Short task: Reproduce the lines of the listing below word for word, starting with the line that contains "the red window" and going on through the last line of the listing, both ends included.

Exercise materials:
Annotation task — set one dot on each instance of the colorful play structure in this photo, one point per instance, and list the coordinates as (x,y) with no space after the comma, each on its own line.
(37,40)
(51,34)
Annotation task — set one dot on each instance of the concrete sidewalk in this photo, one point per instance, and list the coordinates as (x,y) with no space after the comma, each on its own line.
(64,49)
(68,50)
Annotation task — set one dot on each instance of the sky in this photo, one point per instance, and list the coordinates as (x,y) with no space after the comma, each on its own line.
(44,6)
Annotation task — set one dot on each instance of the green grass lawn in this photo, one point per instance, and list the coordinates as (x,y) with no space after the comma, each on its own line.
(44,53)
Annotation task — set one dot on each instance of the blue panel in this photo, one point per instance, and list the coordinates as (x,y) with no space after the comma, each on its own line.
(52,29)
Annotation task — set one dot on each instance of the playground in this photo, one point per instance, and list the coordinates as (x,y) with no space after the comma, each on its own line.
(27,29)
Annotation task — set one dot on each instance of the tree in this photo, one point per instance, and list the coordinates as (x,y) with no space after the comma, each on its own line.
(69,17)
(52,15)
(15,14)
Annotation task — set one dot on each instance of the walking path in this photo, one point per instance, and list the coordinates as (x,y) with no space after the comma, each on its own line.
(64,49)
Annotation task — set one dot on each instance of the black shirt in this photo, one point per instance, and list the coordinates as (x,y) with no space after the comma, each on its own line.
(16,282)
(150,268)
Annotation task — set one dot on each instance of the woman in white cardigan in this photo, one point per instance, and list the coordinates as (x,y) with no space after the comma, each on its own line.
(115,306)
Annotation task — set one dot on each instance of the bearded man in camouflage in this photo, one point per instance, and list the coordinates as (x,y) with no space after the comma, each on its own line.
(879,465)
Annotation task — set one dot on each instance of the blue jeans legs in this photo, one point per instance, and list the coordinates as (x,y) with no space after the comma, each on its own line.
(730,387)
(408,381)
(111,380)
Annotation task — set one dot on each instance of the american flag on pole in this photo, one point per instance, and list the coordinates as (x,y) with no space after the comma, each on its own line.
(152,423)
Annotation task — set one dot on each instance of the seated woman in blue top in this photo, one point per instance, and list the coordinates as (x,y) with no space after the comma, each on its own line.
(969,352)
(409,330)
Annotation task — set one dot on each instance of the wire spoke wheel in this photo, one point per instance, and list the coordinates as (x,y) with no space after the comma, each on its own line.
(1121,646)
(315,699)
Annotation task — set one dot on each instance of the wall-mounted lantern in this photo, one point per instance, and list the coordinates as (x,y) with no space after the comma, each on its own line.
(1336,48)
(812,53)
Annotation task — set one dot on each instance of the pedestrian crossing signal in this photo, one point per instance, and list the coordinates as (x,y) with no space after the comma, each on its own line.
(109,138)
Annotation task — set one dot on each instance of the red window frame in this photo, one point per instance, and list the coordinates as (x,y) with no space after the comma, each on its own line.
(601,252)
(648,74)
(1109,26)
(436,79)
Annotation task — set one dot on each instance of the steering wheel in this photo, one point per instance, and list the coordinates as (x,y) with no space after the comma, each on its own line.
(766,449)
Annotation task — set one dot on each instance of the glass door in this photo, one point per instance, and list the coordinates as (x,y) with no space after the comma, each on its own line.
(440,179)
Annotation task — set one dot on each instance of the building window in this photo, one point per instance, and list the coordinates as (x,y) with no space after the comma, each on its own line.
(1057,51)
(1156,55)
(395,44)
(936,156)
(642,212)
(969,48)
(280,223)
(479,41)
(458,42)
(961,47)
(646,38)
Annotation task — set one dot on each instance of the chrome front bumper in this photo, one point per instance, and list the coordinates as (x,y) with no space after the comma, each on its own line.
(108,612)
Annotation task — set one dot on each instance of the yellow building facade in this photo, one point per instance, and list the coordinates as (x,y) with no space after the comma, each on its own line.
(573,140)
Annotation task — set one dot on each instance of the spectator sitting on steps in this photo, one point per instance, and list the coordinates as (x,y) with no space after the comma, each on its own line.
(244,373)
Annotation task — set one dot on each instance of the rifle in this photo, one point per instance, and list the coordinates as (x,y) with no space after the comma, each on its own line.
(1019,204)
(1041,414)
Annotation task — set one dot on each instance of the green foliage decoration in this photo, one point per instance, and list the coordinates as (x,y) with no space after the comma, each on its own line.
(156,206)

Problem solution:
Annotation task — set one dot on each instance of the red window frame in this photo, one point per instance, and list the coordinates as (x,y) with no space after the comma, each on its own line.
(601,252)
(648,74)
(1109,26)
(436,79)
Annotation task — set one dot on each instance of the steering wheel in this photo, one point per instance, and list the coordinates as (x,y) with no space after the comma, each on its own line.
(766,449)
Annotation task — set one dot on each instance of the glass door in this photo, one point per instance, and list the coordinates as (x,y) with no space after the comma, each on its own line.
(440,179)
Annotation task — set one dot on each instance of the building window in this photo, one point per instance, and list the coordinates as (x,y) with no space after the comma, each on its own line.
(1057,51)
(1156,55)
(395,44)
(936,156)
(642,212)
(969,48)
(280,223)
(479,41)
(458,42)
(961,47)
(646,38)
Annotation task — set one dot on each instance of the chrome front bumper in this photo, one point per instance, and list the coordinates as (x,y) with no space after the comma, each on its own line.
(108,612)
Annotation task — set one dot on each instance of the yellow building facade in this photo, one point per instance, and list the coordinates as (x,y) with no space after the comma, each on its own line.
(573,140)
Annotation task — set one dot on each instance of the spectator sitting on steps in this photo, one point per instance, and list the coordinates as (x,y) with no space after the comma, each on its own line.
(244,373)
Annotation task — set one dot on each instance of the rifle in this photo, one point per instance, and list the coordinates as (x,y) with no space after the comma, each on its own line.
(1019,204)
(1041,414)
Annotation task — set one dot on each instance of the green foliage decoration in this photo, one point per instance, and list the coordinates as (x,y) with no space after the comma, each on its own line.
(156,206)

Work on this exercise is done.